* _The request_
Copy out, word for word, the whole passage below about shipping log data to MaxCompute.

====== Page excerpt ======

You can not only ship logs to OSS storage, but also ship log data to MaxCompute by using the Data Integration function of DataWorks. Data Integration is a stable, efficient, and elastically scalable data synchronization platform provided by the Alibaba Group to external users. It provides offline batch data access channels for Alibaba Clouds big data computing engines (including MaxCompute, AnalyticDB, and OSPS).

For details about the regions in which this feature is available, see DataWorks.

Scenarios 

  • Data synchronization between data sources (LogHub and MaxCompute) across regions
  • Data synchronization between data sources (LogHub and MaxCompute) with different Alibaba Cloud accounts
  • Data synchronization between data sources (LogHub and MaxCompute) with the same Alibaba Cloud account
  • Data synchronization between data sources (LogHub and MaxCompute) with a public cloud account and an AntCloud account

Prerequisites

  1. Log Service, MaxCompute, and DataWorks have been activated.

====== Raw data ======

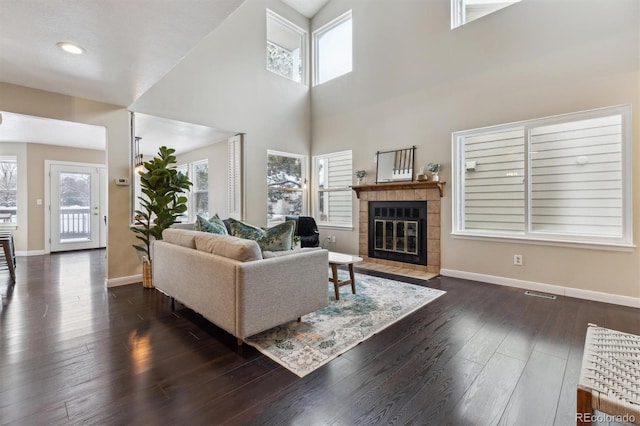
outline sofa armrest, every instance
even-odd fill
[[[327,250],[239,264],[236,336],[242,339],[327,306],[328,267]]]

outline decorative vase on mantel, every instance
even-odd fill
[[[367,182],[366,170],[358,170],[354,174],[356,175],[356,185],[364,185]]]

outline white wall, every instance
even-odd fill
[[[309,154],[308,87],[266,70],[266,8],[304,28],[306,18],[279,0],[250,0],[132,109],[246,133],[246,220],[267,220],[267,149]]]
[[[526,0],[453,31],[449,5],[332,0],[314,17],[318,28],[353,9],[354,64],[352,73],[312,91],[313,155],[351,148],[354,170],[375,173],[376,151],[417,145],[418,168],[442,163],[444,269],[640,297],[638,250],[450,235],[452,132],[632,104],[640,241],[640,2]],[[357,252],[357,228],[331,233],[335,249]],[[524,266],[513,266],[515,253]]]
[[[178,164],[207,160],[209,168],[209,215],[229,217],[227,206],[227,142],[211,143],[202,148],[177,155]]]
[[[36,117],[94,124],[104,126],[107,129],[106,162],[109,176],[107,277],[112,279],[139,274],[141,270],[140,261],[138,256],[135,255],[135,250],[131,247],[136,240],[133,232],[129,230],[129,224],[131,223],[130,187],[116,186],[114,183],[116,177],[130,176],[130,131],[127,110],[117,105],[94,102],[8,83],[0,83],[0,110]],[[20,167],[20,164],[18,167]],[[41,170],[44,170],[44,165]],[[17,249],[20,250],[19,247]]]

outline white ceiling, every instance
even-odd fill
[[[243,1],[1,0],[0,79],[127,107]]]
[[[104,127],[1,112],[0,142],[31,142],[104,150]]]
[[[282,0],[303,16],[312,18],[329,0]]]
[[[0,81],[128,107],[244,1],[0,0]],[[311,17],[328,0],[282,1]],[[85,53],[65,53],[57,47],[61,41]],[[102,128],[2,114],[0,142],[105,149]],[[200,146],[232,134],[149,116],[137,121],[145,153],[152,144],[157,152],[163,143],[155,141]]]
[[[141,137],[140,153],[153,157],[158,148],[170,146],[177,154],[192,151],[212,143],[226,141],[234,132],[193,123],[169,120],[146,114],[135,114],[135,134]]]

======
====== Raw data ======

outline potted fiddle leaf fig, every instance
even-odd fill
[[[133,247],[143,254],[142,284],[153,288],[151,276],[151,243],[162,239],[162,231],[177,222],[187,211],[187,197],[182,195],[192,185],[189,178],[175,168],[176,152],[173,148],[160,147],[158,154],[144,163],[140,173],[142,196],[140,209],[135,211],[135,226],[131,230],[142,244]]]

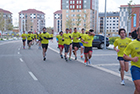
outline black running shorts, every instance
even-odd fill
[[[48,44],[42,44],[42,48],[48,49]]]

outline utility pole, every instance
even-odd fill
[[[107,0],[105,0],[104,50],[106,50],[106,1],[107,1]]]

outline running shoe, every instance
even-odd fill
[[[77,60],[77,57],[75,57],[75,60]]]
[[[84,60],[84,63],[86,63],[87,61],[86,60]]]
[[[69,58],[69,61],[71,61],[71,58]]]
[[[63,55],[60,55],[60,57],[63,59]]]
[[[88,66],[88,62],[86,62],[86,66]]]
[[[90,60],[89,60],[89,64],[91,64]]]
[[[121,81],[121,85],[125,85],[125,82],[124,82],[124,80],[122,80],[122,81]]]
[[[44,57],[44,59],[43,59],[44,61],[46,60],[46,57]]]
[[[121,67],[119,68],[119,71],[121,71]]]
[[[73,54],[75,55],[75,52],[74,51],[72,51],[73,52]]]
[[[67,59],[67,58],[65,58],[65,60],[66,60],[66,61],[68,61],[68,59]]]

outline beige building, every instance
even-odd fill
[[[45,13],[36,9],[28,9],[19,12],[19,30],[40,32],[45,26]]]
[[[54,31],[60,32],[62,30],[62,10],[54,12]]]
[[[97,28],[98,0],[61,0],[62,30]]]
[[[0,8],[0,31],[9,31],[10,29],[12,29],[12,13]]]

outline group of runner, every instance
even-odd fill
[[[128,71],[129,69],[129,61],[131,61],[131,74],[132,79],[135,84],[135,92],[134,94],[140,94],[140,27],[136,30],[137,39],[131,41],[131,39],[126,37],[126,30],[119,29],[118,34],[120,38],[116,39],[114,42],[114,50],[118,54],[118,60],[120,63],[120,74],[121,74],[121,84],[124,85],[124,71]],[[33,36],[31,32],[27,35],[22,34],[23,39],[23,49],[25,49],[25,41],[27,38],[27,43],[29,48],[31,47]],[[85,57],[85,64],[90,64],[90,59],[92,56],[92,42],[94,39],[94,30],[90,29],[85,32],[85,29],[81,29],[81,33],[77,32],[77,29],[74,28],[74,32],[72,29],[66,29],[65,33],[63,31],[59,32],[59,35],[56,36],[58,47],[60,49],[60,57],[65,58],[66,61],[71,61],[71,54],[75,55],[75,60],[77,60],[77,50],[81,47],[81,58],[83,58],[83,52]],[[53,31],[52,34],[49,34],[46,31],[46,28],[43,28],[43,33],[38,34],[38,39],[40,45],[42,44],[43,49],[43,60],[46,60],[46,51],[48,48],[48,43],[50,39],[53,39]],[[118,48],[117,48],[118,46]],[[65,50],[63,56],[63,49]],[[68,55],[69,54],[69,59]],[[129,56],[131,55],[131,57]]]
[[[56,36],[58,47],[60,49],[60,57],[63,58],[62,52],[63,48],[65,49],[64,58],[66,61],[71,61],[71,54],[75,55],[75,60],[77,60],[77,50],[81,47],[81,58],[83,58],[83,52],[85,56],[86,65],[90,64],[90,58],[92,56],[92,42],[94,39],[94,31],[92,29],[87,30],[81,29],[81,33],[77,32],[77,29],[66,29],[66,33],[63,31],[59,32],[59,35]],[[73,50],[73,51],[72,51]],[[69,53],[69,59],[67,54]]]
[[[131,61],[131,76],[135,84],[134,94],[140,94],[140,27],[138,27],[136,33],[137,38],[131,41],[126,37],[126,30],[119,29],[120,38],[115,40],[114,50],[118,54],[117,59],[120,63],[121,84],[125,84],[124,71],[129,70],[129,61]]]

======
====== Raw data ======

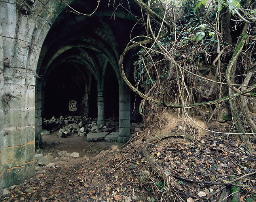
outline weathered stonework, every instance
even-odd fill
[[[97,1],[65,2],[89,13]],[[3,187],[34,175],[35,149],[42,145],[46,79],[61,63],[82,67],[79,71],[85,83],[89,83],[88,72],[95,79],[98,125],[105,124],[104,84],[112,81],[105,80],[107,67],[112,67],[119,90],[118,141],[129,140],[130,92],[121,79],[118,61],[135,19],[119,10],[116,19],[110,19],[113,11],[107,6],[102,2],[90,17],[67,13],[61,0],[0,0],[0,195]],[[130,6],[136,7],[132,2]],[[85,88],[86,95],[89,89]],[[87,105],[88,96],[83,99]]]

======

* _The completed task_
You can not only ship logs to OSS storage, but also ship log data to MaxCompute by using the Data Integration function of DataWorks. Data Integration is a stable, efficient, and elastically scalable data synchronization platform provided by the Alibaba Group to external users. It provides offline batch data access channels for Alibaba Clouds big data computing engines (including MaxCompute, AnalyticDB, and OSPS).

For details about the regions in which this feature is available, see DataWorks.

Scenarios 

  • Data synchronization between data sources (LogHub and MaxCompute) across regions
  • Data synchronization between data sources (LogHub and MaxCompute) with different Alibaba Cloud accounts
  • Data synchronization between data sources (LogHub and MaxCompute) with the same Alibaba Cloud account
  • Data synchronization between data sources (LogHub and MaxCompute) with a public cloud account and an AntCloud account

Prerequisites

  1. Log Service, MaxCompute, and DataWorks have been activated.